SELECTED PASSAGE:
A NOTE ON 1960s PSYCHIATRIC CARE

In 1960s Australia, it had only been a matter of years since the practice of lobotomising patients had fallen out of favour. For some time afterwards, treatments administered to people suffering from mental health problems continued to reflect a heavy-handed approach. Experimental methods were used with little accountability on the part of the doctors involved for deaths that occurred or adverse consequences of treatments.

One example of a tragic failure of the Australian psychiatric system during the 1960s and ’70s occurred at the Chelmsford Private Hospital in Sydney. Between 1963 and 1979, twenty-four people died as a direct result of Deep Sleep Therapy (DST) administered at that hospital, and at least another twenty-two people committed suicide within twelve months of their treatment (New South Wales, Royal Commission into Deep Sleep Therapy, Report (1988), vol. 4, 25, 37). DST is a procedure in which intravenous sedative and anti-psychotic drugs are given to patients to keep them in comatose or semi-comatose states for up to several weeks at a time (Royal Australian and New Zealand College of Psychiatrists, ‘Position Statement 34: Deep Sleep Therapy,’ 2009, http://www.ranzcp.org/Files/ranzcp-attachments/Resources/College_Statements/Position_Statements/ps34-pdf.aspx (accessed December 21, 2012)). Doctors administer ECT while the patients are in the induced coma. DST was practised for seventeen years at the Chelmsford Private Hospital primarily by the psychiatrists Dr Harry Bailey and Dr John Herron, but other doctors were also involved (Ibid.).

GIVEN INFORMATION:
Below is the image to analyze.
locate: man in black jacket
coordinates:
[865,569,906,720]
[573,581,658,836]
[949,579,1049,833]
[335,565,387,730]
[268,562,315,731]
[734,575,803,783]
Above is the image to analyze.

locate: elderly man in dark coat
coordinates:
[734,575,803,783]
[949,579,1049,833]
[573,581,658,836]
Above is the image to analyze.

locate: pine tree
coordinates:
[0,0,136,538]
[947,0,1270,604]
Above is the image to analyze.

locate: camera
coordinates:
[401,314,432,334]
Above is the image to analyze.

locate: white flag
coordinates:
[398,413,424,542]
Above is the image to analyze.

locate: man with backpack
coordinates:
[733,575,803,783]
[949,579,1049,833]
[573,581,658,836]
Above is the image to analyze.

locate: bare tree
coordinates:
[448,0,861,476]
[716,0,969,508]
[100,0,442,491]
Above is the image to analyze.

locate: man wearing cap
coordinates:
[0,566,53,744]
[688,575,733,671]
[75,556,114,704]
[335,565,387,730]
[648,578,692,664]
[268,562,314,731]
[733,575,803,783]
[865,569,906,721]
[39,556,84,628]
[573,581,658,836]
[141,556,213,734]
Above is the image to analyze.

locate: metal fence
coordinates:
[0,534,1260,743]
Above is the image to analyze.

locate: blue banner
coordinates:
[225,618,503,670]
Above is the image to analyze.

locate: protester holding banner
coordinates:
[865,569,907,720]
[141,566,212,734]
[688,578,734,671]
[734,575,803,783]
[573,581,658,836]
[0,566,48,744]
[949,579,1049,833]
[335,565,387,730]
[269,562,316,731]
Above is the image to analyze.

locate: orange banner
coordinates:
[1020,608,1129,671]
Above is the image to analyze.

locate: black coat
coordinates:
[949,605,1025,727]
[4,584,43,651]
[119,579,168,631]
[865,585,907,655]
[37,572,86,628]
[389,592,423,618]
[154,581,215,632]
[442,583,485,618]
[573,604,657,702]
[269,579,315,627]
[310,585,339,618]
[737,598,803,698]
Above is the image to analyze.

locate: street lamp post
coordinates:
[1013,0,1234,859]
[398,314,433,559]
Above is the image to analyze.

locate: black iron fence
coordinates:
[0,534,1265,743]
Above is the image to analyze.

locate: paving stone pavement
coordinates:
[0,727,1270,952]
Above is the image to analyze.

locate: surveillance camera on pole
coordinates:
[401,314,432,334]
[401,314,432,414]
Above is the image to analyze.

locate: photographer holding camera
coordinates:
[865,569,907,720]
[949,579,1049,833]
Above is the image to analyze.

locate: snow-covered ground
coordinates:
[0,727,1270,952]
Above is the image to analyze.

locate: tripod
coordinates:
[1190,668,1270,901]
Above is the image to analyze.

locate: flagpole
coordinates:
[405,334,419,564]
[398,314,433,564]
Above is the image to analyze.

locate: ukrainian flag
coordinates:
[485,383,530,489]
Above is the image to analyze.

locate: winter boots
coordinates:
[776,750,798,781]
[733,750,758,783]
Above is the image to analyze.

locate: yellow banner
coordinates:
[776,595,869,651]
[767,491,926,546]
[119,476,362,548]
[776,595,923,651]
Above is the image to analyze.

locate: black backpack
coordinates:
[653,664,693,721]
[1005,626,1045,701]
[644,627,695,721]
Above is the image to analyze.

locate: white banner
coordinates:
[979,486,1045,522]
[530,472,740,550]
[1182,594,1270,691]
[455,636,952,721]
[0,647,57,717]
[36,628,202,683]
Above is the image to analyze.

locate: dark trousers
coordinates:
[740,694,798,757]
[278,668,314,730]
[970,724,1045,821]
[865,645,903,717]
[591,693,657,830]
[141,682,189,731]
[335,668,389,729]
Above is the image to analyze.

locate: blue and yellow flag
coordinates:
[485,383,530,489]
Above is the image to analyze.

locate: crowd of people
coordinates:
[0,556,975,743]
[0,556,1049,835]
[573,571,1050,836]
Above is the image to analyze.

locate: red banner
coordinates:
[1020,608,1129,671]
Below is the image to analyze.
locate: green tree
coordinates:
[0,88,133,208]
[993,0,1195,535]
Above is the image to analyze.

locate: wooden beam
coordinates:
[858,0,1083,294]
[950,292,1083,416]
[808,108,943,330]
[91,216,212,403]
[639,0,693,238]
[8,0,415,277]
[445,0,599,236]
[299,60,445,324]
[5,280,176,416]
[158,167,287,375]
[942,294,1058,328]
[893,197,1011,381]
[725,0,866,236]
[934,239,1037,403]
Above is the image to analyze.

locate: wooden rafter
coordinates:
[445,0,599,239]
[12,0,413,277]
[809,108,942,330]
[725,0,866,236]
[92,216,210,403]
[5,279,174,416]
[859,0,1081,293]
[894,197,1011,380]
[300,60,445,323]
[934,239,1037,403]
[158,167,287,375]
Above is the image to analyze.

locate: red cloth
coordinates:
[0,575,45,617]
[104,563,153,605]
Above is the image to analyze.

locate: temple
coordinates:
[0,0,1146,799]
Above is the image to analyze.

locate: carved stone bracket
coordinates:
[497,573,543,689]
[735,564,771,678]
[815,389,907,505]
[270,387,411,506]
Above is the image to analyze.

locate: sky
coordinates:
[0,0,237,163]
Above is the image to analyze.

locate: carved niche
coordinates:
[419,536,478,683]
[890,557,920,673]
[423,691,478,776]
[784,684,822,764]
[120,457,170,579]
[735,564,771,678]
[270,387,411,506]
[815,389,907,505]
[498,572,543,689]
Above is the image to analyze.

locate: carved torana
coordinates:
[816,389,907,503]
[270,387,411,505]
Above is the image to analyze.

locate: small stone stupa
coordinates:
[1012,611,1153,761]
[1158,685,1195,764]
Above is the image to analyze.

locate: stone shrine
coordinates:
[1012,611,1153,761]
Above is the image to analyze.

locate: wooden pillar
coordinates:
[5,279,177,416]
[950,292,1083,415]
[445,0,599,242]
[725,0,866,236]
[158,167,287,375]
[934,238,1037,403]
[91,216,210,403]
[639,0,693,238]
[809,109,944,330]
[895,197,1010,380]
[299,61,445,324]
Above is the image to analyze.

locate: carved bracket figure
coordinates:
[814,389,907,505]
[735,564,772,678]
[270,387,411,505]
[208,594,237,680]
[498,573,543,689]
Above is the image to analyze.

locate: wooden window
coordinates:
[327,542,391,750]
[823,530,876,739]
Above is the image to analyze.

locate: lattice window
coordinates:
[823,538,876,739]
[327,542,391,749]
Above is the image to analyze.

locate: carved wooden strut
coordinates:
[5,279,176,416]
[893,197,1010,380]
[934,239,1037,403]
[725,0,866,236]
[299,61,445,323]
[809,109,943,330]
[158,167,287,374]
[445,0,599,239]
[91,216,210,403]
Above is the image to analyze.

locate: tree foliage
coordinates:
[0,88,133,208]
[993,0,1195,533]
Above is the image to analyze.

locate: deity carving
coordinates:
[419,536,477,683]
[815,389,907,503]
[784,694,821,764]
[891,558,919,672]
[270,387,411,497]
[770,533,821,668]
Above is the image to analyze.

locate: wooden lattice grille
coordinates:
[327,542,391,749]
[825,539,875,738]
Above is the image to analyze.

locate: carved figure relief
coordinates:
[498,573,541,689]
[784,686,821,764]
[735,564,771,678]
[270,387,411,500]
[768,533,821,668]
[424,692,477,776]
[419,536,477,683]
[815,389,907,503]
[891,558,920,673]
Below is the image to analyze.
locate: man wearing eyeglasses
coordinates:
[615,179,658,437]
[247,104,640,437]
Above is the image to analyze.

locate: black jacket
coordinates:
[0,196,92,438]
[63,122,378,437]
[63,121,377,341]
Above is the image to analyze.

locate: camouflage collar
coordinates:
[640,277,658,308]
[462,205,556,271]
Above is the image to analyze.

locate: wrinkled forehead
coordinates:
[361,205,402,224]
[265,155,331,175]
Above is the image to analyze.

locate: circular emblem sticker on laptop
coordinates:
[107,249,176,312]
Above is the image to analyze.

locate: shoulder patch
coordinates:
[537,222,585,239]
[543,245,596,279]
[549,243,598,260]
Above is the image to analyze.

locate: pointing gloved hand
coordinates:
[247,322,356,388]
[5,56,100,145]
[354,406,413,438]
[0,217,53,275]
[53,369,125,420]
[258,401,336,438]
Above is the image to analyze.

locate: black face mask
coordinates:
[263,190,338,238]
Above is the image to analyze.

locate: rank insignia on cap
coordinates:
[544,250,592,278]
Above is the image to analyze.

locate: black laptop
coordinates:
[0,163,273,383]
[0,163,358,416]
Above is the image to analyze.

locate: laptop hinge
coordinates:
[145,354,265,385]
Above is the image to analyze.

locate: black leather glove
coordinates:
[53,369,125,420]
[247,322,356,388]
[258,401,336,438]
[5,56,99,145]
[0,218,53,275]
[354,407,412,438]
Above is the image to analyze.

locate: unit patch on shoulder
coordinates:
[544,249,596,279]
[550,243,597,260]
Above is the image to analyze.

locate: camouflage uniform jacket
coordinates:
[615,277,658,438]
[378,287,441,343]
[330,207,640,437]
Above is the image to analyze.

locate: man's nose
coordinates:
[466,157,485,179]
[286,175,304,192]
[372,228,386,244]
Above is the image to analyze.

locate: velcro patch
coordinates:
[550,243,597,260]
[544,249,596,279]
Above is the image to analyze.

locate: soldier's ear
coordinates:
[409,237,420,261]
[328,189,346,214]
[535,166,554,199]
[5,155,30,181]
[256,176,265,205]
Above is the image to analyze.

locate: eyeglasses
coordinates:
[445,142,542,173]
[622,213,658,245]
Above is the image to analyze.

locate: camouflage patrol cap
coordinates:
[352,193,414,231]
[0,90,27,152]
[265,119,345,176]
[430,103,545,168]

ACTION ITEM:
Answer the following questions using the note on 1960s psychiatric care.
(a) What practice had been abandoned only a matter of years before the 1960s in Australia?
(b) How many people died as a direct result of Deep Sleep Therapy at the Chelmsford Private Hospital between 1963 and 1979?
(c) Which two psychiatrists primarily administered Deep Sleep Therapy at that hospital?

ANSWER TO THE EXERCISE:
(a) The practice of lobotomizing patients.
(b) Twenty-four people.
(c) Dr Harry Bailey and Dr John Herron.